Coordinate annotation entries
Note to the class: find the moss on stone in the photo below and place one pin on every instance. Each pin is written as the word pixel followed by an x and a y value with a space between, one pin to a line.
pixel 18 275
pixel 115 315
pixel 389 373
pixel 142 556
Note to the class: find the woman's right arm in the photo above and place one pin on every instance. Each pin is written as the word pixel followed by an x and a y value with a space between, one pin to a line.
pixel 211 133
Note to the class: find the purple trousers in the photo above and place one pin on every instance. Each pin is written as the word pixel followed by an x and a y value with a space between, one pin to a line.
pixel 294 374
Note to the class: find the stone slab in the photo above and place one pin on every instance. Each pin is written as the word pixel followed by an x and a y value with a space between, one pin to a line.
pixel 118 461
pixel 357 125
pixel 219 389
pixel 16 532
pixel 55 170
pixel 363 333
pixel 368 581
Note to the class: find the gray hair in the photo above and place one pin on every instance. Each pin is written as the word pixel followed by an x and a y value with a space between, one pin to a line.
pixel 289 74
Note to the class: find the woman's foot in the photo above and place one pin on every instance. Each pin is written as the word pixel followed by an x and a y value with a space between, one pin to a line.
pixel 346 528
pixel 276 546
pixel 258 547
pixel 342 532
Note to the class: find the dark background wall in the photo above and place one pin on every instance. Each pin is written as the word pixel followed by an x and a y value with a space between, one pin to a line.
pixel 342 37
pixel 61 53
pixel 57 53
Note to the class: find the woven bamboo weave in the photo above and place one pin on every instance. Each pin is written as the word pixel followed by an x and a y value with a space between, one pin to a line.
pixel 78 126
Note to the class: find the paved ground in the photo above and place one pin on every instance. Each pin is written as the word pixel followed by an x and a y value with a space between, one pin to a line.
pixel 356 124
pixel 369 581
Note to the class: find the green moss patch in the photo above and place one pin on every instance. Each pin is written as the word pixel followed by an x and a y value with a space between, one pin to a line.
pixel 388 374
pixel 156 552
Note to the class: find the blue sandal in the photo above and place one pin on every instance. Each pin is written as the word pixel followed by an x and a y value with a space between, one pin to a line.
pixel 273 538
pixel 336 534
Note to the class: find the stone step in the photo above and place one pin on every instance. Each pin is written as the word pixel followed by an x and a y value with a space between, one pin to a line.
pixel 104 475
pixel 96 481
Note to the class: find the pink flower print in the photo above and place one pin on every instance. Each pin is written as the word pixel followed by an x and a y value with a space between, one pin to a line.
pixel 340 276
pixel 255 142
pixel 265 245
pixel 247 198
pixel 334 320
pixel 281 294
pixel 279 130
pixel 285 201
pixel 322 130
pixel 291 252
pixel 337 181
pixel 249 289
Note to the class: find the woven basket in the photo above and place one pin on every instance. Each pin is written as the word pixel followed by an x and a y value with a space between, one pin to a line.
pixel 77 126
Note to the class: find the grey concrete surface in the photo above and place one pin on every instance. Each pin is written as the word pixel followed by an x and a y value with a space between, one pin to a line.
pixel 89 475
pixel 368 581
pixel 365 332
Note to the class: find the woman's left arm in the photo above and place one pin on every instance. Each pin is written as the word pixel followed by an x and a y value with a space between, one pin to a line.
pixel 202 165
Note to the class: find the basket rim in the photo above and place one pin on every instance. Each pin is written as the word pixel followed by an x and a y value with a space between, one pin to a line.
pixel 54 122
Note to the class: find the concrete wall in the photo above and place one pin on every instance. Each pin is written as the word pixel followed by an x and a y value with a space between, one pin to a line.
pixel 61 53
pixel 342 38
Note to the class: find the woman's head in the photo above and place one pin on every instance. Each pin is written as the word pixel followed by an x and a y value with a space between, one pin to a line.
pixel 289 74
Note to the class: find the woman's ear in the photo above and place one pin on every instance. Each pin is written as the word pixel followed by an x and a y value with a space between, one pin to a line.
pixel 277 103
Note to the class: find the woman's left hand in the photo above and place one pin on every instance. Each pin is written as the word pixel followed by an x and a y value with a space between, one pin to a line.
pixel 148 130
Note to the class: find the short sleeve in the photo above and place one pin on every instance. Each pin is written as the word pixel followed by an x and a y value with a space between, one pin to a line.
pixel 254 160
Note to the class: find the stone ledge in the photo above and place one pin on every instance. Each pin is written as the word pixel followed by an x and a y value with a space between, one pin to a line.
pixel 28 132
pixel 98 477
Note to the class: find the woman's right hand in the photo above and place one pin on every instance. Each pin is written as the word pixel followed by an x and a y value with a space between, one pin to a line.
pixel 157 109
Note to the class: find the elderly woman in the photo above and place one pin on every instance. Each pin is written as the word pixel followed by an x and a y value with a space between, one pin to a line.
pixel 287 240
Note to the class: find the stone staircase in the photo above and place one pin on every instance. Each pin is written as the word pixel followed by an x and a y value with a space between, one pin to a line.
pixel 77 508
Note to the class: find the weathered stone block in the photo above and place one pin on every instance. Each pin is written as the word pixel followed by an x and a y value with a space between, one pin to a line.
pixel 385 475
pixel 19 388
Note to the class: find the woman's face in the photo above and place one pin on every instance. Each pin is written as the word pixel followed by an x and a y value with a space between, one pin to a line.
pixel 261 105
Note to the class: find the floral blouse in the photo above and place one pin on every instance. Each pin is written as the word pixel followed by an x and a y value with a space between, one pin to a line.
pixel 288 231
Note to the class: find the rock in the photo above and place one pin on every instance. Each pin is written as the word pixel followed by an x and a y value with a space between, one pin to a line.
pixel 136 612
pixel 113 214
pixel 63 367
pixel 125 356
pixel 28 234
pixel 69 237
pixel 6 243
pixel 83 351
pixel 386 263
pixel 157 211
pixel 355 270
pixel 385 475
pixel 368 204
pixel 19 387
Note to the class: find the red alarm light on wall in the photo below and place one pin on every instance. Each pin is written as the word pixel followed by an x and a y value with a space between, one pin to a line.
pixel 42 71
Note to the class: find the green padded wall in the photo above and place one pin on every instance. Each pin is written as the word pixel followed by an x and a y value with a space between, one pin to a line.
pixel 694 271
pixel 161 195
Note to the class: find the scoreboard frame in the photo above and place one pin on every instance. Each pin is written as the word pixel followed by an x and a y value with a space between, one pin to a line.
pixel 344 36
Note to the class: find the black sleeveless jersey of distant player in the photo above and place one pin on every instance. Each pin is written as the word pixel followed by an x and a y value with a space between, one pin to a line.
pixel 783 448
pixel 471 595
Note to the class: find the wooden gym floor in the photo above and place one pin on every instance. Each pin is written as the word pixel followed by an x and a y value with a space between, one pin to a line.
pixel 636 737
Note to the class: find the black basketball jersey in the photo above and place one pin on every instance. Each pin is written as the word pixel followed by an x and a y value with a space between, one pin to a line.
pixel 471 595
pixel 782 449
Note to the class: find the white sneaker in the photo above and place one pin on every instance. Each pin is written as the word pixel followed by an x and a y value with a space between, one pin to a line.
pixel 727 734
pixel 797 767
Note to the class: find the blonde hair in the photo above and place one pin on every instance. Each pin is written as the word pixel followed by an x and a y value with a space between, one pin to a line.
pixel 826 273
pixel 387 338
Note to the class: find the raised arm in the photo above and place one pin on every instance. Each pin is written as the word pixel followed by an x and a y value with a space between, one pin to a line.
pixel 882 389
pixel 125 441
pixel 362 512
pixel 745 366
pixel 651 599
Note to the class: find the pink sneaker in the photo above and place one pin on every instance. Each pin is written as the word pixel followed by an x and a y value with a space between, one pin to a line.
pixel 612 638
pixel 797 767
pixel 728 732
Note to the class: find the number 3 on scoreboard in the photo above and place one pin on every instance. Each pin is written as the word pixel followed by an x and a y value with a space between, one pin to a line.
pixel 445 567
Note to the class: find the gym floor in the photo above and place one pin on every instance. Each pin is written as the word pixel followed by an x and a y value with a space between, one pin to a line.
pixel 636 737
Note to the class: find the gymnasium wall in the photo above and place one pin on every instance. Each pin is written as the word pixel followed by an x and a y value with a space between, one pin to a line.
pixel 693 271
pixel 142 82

* _DIRECTION_
Output the lines between the one containing "Note to the class: find the paved" and the one containing "pixel 96 481", inclusive, as a JSON list of strings with one string per line and any blank lines omitted.

* _RESPONSE_
[
  "Note to the class: find the paved ground in the photo above and place one pin on every instance. Each pin is written as the word pixel followed by an x and a y value with a space between, one pin to a line.",
  "pixel 356 124",
  "pixel 369 581",
  "Note to the class: find the green moss patch in the photo above and place one pin on every instance. Each pin is written as the word pixel followed by an x and a y value with a space between, one pin to a line.",
  "pixel 388 374",
  "pixel 156 552",
  "Note to the class: find the blue sandal in the photo above and place one pin on every instance. Each pin is written as the word pixel followed by an x and a y value with a space between, one pin to a line.",
  "pixel 273 538",
  "pixel 336 534",
  "Note to the class: find the stone step in the photo above and place one pin on every instance. Each pin is written as the word pixel followed by an x and a y value with a space between, one pin to a line.",
  "pixel 104 475",
  "pixel 96 481"
]